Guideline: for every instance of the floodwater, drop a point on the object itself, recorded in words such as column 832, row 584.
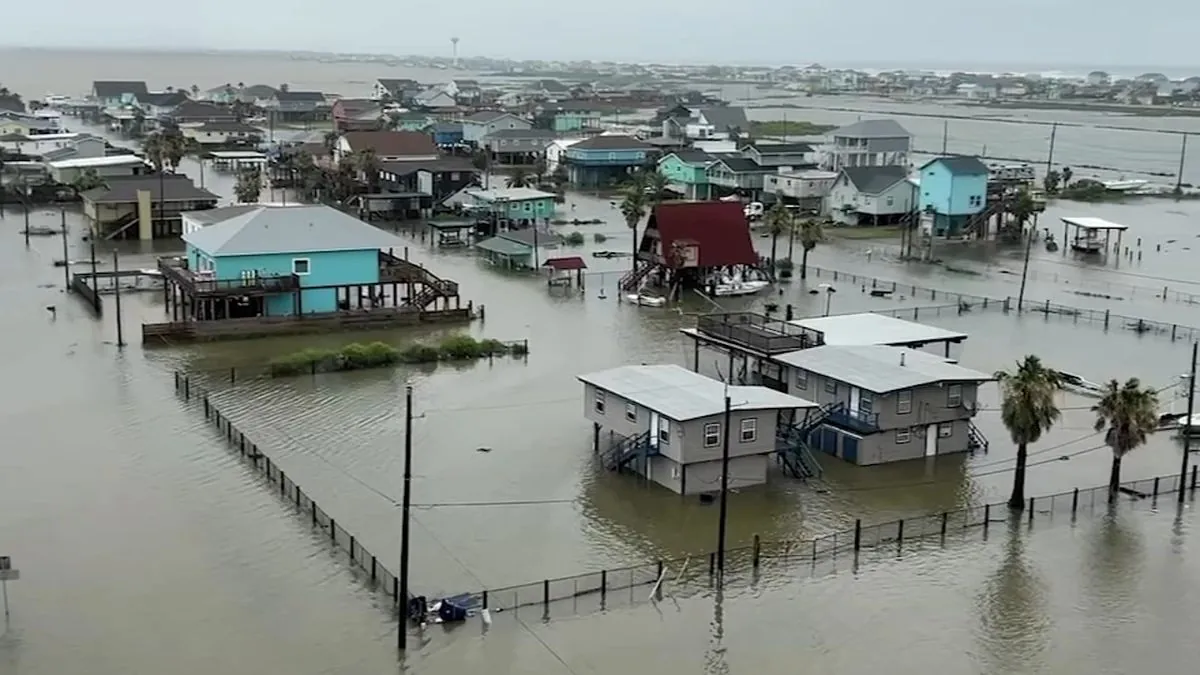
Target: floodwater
column 145, row 545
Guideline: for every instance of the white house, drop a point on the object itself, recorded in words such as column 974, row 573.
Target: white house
column 871, row 195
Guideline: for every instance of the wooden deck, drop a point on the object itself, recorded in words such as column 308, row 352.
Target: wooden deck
column 277, row 326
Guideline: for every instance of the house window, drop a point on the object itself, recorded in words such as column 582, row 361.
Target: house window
column 749, row 430
column 712, row 435
column 865, row 402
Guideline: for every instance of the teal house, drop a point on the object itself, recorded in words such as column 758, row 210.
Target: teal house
column 687, row 173
column 517, row 204
column 606, row 160
column 312, row 255
column 953, row 190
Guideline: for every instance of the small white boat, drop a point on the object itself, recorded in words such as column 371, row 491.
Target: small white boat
column 646, row 300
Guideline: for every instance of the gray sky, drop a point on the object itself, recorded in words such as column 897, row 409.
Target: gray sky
column 922, row 33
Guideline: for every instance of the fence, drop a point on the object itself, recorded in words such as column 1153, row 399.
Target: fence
column 363, row 561
column 967, row 302
column 766, row 562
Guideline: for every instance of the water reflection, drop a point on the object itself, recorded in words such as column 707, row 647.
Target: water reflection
column 1014, row 622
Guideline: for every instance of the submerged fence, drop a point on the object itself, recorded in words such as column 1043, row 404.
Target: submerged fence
column 364, row 562
column 970, row 302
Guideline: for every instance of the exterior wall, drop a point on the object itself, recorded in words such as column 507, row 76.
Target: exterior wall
column 329, row 268
column 945, row 192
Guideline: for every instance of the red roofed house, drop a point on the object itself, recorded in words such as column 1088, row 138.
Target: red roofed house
column 687, row 242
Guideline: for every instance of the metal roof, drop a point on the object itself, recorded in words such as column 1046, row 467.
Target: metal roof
column 681, row 394
column 271, row 230
column 869, row 328
column 879, row 368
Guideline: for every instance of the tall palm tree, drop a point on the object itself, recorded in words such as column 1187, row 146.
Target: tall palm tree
column 811, row 233
column 634, row 205
column 779, row 221
column 1127, row 414
column 1027, row 411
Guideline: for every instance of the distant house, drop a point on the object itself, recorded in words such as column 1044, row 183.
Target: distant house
column 952, row 191
column 517, row 145
column 871, row 196
column 603, row 160
column 870, row 143
column 112, row 94
column 316, row 250
column 225, row 133
column 478, row 125
column 144, row 207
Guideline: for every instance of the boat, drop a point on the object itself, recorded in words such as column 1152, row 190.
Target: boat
column 645, row 300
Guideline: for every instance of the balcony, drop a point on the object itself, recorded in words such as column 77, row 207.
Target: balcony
column 759, row 333
column 855, row 419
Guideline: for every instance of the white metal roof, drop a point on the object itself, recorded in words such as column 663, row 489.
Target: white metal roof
column 1089, row 222
column 94, row 162
column 870, row 328
column 879, row 368
column 681, row 394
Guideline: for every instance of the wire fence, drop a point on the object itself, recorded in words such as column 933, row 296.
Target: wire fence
column 970, row 302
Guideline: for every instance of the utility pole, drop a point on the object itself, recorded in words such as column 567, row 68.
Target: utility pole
column 1187, row 425
column 725, row 491
column 1054, row 132
column 406, row 506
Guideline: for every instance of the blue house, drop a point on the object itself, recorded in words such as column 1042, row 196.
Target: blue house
column 953, row 190
column 603, row 160
column 298, row 260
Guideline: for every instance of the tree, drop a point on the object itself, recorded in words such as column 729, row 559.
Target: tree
column 249, row 186
column 811, row 233
column 1027, row 411
column 1127, row 414
column 634, row 205
column 779, row 220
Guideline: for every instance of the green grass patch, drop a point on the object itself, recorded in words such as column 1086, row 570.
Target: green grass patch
column 358, row 356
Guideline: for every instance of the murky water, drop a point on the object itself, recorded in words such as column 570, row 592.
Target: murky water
column 144, row 545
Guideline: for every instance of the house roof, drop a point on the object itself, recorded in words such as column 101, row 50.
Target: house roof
column 874, row 180
column 268, row 230
column 870, row 328
column 726, row 117
column 879, row 368
column 960, row 165
column 125, row 190
column 718, row 230
column 682, row 395
column 873, row 129
column 391, row 143
column 611, row 143
column 115, row 88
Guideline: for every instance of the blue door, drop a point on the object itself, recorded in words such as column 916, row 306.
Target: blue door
column 850, row 449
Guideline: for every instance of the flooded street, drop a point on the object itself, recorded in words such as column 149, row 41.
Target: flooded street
column 145, row 545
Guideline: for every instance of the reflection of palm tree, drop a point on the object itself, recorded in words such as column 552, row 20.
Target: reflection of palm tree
column 1014, row 627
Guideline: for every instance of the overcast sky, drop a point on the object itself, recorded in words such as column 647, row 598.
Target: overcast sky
column 1044, row 33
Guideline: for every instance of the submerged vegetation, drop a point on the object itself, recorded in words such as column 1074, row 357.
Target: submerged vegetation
column 358, row 356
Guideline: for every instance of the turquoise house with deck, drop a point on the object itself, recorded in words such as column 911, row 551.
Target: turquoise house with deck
column 953, row 190
column 312, row 252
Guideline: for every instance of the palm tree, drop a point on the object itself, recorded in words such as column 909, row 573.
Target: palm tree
column 811, row 233
column 779, row 220
column 1027, row 411
column 634, row 205
column 1127, row 414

#####

DIRECTIVE —
Rewrite every line of the records above as a Markdown table with the columns Line and Text, where Line is a running row number and Text holds the line, skipping blank lines. Leave the pictures out of the answer.

RESPONSE —
| Line | Text |
|---|---|
| 1 | Guideline: for every instance of the floodwater, drop a point on the object itself, recorded in words such as column 832, row 584. |
| 2 | Target: floodwater |
| 3 | column 145, row 545 |
| 4 | Guideline: for every instance of the white house, drop a point on the object itself, recorded in words such as column 974, row 573. |
| 5 | Target: white house |
| 6 | column 871, row 195 |
| 7 | Guideline: for every instance of the wooden deck, drop a point on the object itself, recorded in words such as column 308, row 352. |
| 8 | Target: wooden deck |
| 9 | column 277, row 326 |
| 10 | Guideline: for every instance of the house window, drop a point on the object itself, recorded in words such as column 582, row 361. |
| 11 | Target: house window |
| 12 | column 749, row 430 |
| 13 | column 712, row 435 |
| 14 | column 865, row 402 |
| 15 | Guideline: for every instance of the teal house, drop a point on the object itself, recorded in words such as column 758, row 210. |
| 16 | Target: teal house |
| 17 | column 687, row 173 |
| 18 | column 517, row 204 |
| 19 | column 606, row 160 |
| 20 | column 312, row 255 |
| 21 | column 953, row 190 |
| 22 | Guideline: for every instance of the small white boat, drop a point on the object itself, recorded in words such as column 371, row 491. |
| 23 | Target: small white boat |
| 24 | column 646, row 300 |
| 25 | Guideline: for every instance of the gray sky, drop a point on the object itself, recorded in words such as column 897, row 409. |
| 26 | Target: gray sky |
| 27 | column 922, row 33 |
| 28 | Guideline: for every instance of the fence, drop a point on the object itself, recorded in words such as column 1153, row 399. |
| 29 | Target: fence |
| 30 | column 363, row 561 |
| 31 | column 967, row 302 |
| 32 | column 766, row 562 |
| 33 | Guideline: for every instance of the water reflection, drop a point on the object itself, recorded in words such as column 707, row 647. |
| 34 | Target: water reflection |
| 35 | column 1014, row 622 |
| 36 | Guideline: for every instance of the submerged fence, drop a point on the object itself, recorded in words such as column 1043, row 404. |
| 37 | Target: submerged fence |
| 38 | column 364, row 562 |
| 39 | column 970, row 302 |
| 40 | Guideline: for every instance of the exterior wall, drop a point on the object itself, recorded in words such as column 507, row 76. |
| 41 | Target: exterior wall |
| 42 | column 329, row 268 |
| 43 | column 945, row 192 |
| 44 | Guideline: for every instance of the red roofed house, drop a point on the object itself, recorded in words such as column 1088, row 138. |
| 45 | Target: red roofed house |
| 46 | column 687, row 242 |
| 47 | Guideline: for every instance of the metal roof, drop a point on the object itself, recorded in words such as column 1046, row 467. |
| 48 | Target: metal roof |
| 49 | column 681, row 394 |
| 50 | column 271, row 230 |
| 51 | column 869, row 328 |
| 52 | column 879, row 368 |
| 53 | Guideline: for every instance of the tall palm tree, drop a point on the object itself, recorded in words such as column 1187, row 146. |
| 54 | Target: tall palm tree |
| 55 | column 811, row 233 |
| 56 | column 634, row 205 |
| 57 | column 779, row 221 |
| 58 | column 1127, row 414 |
| 59 | column 1027, row 411 |
| 60 | Guideline: for every instance of the distant house, drop a point on the object itself, recorded in words such as column 1044, row 183. |
| 61 | Target: distant house |
| 62 | column 952, row 191 |
| 63 | column 517, row 145 |
| 64 | column 871, row 196 |
| 65 | column 603, row 160 |
| 66 | column 870, row 143 |
| 67 | column 112, row 94 |
| 68 | column 316, row 250 |
| 69 | column 225, row 133 |
| 70 | column 478, row 125 |
| 71 | column 144, row 207 |
| 72 | Guideline: for every instance of the boat, drop a point on the object itself, recorded in words such as column 1152, row 190. |
| 73 | Target: boat |
| 74 | column 645, row 300 |
| 75 | Guideline: for every instance of the balcony, drop a point on the object itself, recorded in words such as column 77, row 207. |
| 76 | Target: balcony |
| 77 | column 759, row 333 |
| 78 | column 855, row 419 |
| 79 | Guideline: for every instance of the white metal roof, drop a point on the object itself, recorded in words such as column 663, row 489. |
| 80 | Target: white metal roof |
| 81 | column 1089, row 222 |
| 82 | column 94, row 162 |
| 83 | column 870, row 328 |
| 84 | column 879, row 368 |
| 85 | column 681, row 394 |
| 86 | Guideline: for every instance of the wire fence, drop a point on the object itself, recorded in words such as column 933, row 296. |
| 87 | Target: wire fence |
| 88 | column 970, row 302 |
| 89 | Guideline: for every instance of the utility pole, drop a point on the object itself, recorded in words such as column 567, row 68. |
| 90 | Target: utility pole |
| 91 | column 1187, row 425 |
| 92 | column 725, row 491 |
| 93 | column 1054, row 132 |
| 94 | column 406, row 506 |
| 95 | Guideline: for every instance of the blue house, drop a point on the object itself, recorded in words such as column 1042, row 196. |
| 96 | Target: blue house |
| 97 | column 953, row 190 |
| 98 | column 603, row 160 |
| 99 | column 298, row 260 |
| 100 | Guideline: for every instance of the tree, drop a point on the object itself, recorded in words such as column 729, row 559. |
| 101 | Target: tree |
| 102 | column 249, row 186 |
| 103 | column 811, row 233 |
| 104 | column 1027, row 411 |
| 105 | column 1127, row 414 |
| 106 | column 634, row 205 |
| 107 | column 779, row 220 |
| 108 | Guideline: for every instance of the green grass patch, drop a point on the object itself, recorded in words such as column 1086, row 570. |
| 109 | Target: green grass patch |
| 110 | column 358, row 356 |
| 111 | Guideline: for every instance of the murky water, drop a point on the object itself, recorded in words such as column 570, row 592. |
| 112 | Target: murky water |
| 113 | column 144, row 545 |
| 114 | Guideline: for every instance of the house roof, drop a point on the object itself, recorded in words such as column 101, row 50. |
| 115 | Target: house roof |
| 116 | column 874, row 180 |
| 117 | column 268, row 230 |
| 118 | column 870, row 328 |
| 119 | column 726, row 117 |
| 120 | column 879, row 368 |
| 121 | column 960, row 165 |
| 122 | column 125, row 190 |
| 123 | column 718, row 230 |
| 124 | column 682, row 395 |
| 125 | column 873, row 129 |
| 126 | column 391, row 143 |
| 127 | column 611, row 143 |
| 128 | column 115, row 88 |
| 129 | Guideline: for every instance of the blue door, drop a point on the object itself, recorded in words such as column 916, row 306. |
| 130 | Target: blue door |
| 131 | column 850, row 449 |
| 132 | Guideline: for every instance of the flooded street, drop a point on the object itself, recorded in words such as column 149, row 41. |
| 133 | Target: flooded street |
| 134 | column 145, row 545 |
| 135 | Guideline: for every instance of the reflection of palm tree, drop a point on the object itself, recorded in words such as column 552, row 20. |
| 136 | Target: reflection of palm tree |
| 137 | column 1014, row 627 |
| 138 | Guideline: for every instance of the overcast sky, drop a point on the object itself, recorded in words such as column 647, row 598. |
| 139 | Target: overcast sky |
| 140 | column 1044, row 33 |
| 141 | Guideline: for every instance of the submerged vegetation, drop a point on the object itself, recorded in words such as column 1074, row 357. |
| 142 | Target: submerged vegetation |
| 143 | column 358, row 356 |
| 144 | Guideline: for every instance of the turquoise house with deck, drop a point on the object itself, recorded in words such as column 911, row 551. |
| 145 | Target: turquoise house with deck |
| 146 | column 953, row 190 |
| 147 | column 312, row 252 |
| 148 | Guideline: for every instance of the palm tree, drop a point on the object itself, recorded in words such as column 909, row 573. |
| 149 | Target: palm tree |
| 150 | column 811, row 233 |
| 151 | column 779, row 220 |
| 152 | column 1027, row 411 |
| 153 | column 634, row 205 |
| 154 | column 1127, row 414 |